--- Task ---
Arrange the records below as a JSON list of strings, one string per line, with blank lines left out and no entries for the pictures.

Start

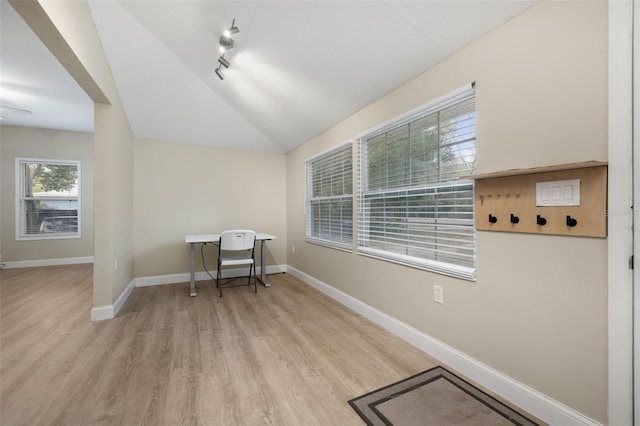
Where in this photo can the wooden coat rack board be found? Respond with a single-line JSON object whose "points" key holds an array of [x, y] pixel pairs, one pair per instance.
{"points": [[506, 201]]}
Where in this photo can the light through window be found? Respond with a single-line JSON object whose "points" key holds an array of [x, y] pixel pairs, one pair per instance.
{"points": [[329, 198], [47, 199], [413, 207]]}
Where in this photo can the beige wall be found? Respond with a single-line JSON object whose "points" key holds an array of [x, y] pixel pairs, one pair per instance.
{"points": [[51, 145], [538, 310], [187, 189]]}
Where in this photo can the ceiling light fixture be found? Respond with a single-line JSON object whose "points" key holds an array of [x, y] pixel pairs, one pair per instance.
{"points": [[226, 43], [232, 29], [219, 73]]}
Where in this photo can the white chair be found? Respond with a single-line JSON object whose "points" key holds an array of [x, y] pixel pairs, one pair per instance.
{"points": [[236, 248]]}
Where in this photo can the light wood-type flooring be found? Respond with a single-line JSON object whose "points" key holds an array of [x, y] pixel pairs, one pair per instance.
{"points": [[287, 355]]}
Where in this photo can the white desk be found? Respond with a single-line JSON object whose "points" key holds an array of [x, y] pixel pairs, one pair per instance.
{"points": [[192, 240]]}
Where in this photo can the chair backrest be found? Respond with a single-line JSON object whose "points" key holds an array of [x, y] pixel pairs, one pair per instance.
{"points": [[237, 239]]}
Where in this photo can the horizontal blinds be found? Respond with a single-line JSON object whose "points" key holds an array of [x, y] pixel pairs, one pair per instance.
{"points": [[413, 207], [47, 202], [329, 198]]}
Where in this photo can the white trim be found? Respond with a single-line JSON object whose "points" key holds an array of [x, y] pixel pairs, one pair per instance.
{"points": [[620, 219], [328, 150], [47, 262], [424, 109], [18, 198], [528, 399], [100, 313], [201, 276]]}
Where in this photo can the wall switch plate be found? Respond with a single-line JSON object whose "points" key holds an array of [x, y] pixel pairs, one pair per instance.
{"points": [[558, 193], [438, 295]]}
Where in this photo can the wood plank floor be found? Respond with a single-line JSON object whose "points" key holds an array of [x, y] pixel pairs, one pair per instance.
{"points": [[287, 355]]}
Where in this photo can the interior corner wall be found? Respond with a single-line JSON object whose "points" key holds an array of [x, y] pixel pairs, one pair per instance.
{"points": [[538, 309], [206, 191], [47, 144]]}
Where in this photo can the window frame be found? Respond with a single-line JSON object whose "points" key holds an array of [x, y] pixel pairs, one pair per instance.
{"points": [[363, 195], [326, 155], [20, 197]]}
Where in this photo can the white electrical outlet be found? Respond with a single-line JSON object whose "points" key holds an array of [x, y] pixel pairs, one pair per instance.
{"points": [[438, 294]]}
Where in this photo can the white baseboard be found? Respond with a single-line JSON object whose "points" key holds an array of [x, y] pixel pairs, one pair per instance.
{"points": [[100, 313], [47, 262], [201, 276], [530, 400]]}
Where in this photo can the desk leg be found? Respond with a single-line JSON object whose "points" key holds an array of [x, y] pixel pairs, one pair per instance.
{"points": [[263, 273], [192, 255]]}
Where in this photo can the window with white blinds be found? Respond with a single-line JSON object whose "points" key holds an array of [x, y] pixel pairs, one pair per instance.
{"points": [[329, 198], [47, 199], [413, 208]]}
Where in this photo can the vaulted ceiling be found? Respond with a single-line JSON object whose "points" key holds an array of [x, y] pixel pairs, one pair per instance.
{"points": [[298, 67]]}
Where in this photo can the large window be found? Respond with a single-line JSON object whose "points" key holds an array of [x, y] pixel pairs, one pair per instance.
{"points": [[47, 199], [413, 207], [329, 198]]}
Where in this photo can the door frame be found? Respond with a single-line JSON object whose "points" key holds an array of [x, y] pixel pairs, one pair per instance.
{"points": [[620, 213]]}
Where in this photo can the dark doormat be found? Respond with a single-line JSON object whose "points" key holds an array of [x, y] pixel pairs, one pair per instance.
{"points": [[434, 397]]}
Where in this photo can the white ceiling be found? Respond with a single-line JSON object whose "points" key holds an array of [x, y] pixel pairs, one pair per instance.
{"points": [[298, 68]]}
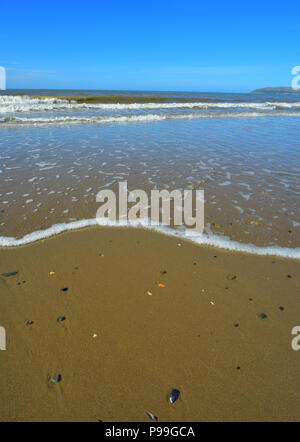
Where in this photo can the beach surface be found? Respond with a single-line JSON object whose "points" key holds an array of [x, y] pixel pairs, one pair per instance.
{"points": [[141, 314]]}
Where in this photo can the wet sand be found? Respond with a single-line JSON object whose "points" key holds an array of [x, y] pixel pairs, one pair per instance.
{"points": [[126, 341]]}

End

--- Task output ---
[
  "Where in this photo can the wooden coat rack board be found? Respond with a single-line JSON object whose \"points\" key holds an array of [x, y] pixel pairs, one pair per instance.",
  "{\"points\": [[506, 201]]}",
  "Where in this photo can the light through window be found? Respond with a single-line JSON object whose \"points\" key holds an array of [x, y] pixel pairs, one pair per instance.",
  "{\"points\": [[329, 198], [47, 199], [413, 207]]}",
  "Where in this photo can the beige wall be found? Respond with a single-line JSON object whose \"points\" key holds an array of [x, y] pixel pairs, one pair per instance.",
  "{\"points\": [[51, 145], [538, 310], [187, 189]]}",
  "Where in this photo can the ceiling light fixture be found? Respond with a single-line JSON object whose \"points\" key holds an array of [x, y] pixel pairs, one pair per instance.",
  "{\"points\": [[226, 43], [232, 29], [219, 73]]}",
  "Where in this photo can the white chair be found? Respond with a single-line JSON object whose \"points\" key holds an array of [x, y] pixel pairs, one pair per instance.",
  "{\"points\": [[236, 248]]}",
  "Where in this photo can the light wood-type flooring be found? Respond with a single-line JSON object whose \"points\" key holds an array of [x, y] pixel pairs, one pair per instance.",
  "{\"points\": [[287, 355]]}",
  "Where in this photo can the white desk be found? Respond with a single-line JSON object whose \"points\" key holds an array of [x, y] pixel pairs, one pair per instance.",
  "{\"points\": [[192, 240]]}",
  "Where in this photo can the chair backrest be found? Respond with a single-line JSON object whose \"points\" key holds an array of [x, y] pixel pairs, one pair per instance.",
  "{\"points\": [[237, 239]]}",
  "Where in this photo can the horizontal blinds be found? Respond with a single-line JSON object whose \"points\" key holds an array of [x, y] pixel pairs, one pair per instance.",
  "{\"points\": [[413, 207], [47, 202], [329, 198]]}",
  "Where in this photo can the white trim be found? Respond with a single-line JSON object whose \"points\" key holds an array of [x, y] pixel pairs, one pair per instance.",
  "{\"points\": [[620, 219], [328, 150], [47, 262], [424, 109], [18, 198], [528, 399], [100, 313], [201, 276]]}",
  "Where in this photo can the wall switch plate be found? Respond with a single-line JSON object whose \"points\" key holds an array of [x, y] pixel pairs, one pair per instance.",
  "{\"points\": [[558, 193], [438, 295]]}",
  "Where in this photo can the wood plank floor be found? Respond with a single-line JSON object whose \"points\" key holds an array of [x, y] pixel pairs, one pair per instance.",
  "{\"points\": [[287, 355]]}",
  "Where in this photo can the interior corner wall be found? Respond with a single-line JSON object whose \"points\" key holds an array of [x, y] pixel pairs, one pair per instance.",
  "{\"points\": [[538, 309], [206, 191], [47, 144]]}",
  "Where in this photo can the window frame be found? Respond with a single-line JSON object whose \"points\" key holds an array of [x, y] pixel pairs, one pair per instance.",
  "{\"points\": [[363, 195], [326, 155], [20, 197]]}",
  "Where in this photo can the white electrical outlet be found? Respond with a single-line JSON object whose \"points\" key holds an array of [x, y] pixel pairs, one pair per instance.",
  "{\"points\": [[438, 294]]}",
  "Where in this photo can the white baseboard be found? Respond with a single-line JSON object whose \"points\" key holds an array of [x, y] pixel pairs, one pair per instance.",
  "{\"points\": [[100, 313], [47, 262], [201, 276], [530, 400]]}",
  "Where in this photo can the desk leg be found? Respond with a single-line JSON object whose \"points\" key holds an array of [x, y] pixel pairs, one pair per instance.",
  "{\"points\": [[263, 273], [192, 255]]}",
  "Where in this photo can the window with white blinds be found? Respond with a single-line JSON object whose \"points\" key holds an array of [x, y] pixel pairs, one pair per instance.",
  "{\"points\": [[329, 198], [47, 199], [413, 208]]}",
  "Where in this photo can the vaulted ceiling be found? Respond with a single-line JSON object whose \"points\" key holds an array of [x, y] pixel pairs, one pair per instance.",
  "{\"points\": [[298, 67]]}",
  "Where in this photo can the large window be found? Respond with a single-line JSON object whose \"points\" key holds an array of [x, y] pixel pairs, one pair per instance.",
  "{\"points\": [[47, 199], [413, 207], [329, 198]]}",
  "Where in this photo can the door frame be found? Respond with a single-line JSON object whose \"points\" key holds an array of [x, y] pixel pairs, one pair per instance.",
  "{\"points\": [[620, 213]]}",
  "Where in this photo can the dark doormat be found? Respond with a single-line JSON object whose \"points\" key holds an array of [x, y] pixel pairs, one pair per instance.",
  "{\"points\": [[434, 397]]}",
  "Where in this photo can the white ceiling be found? Respond with a single-line JSON object whose \"points\" key holds an array of [x, y] pixel pairs, one pair per instance.",
  "{\"points\": [[298, 68]]}",
  "Where in this photo can the beach surface be found? Respond with a single-line JSON object whose \"points\" key holds an array of [x, y] pixel pairs, one pair per instance.",
  "{\"points\": [[141, 314]]}",
  "Where in this photo can the wet sand be found? Respond with a single-line JSON object whose \"points\" key holds an array of [x, y] pixel pairs, one pair per instance.",
  "{\"points\": [[126, 341]]}"
]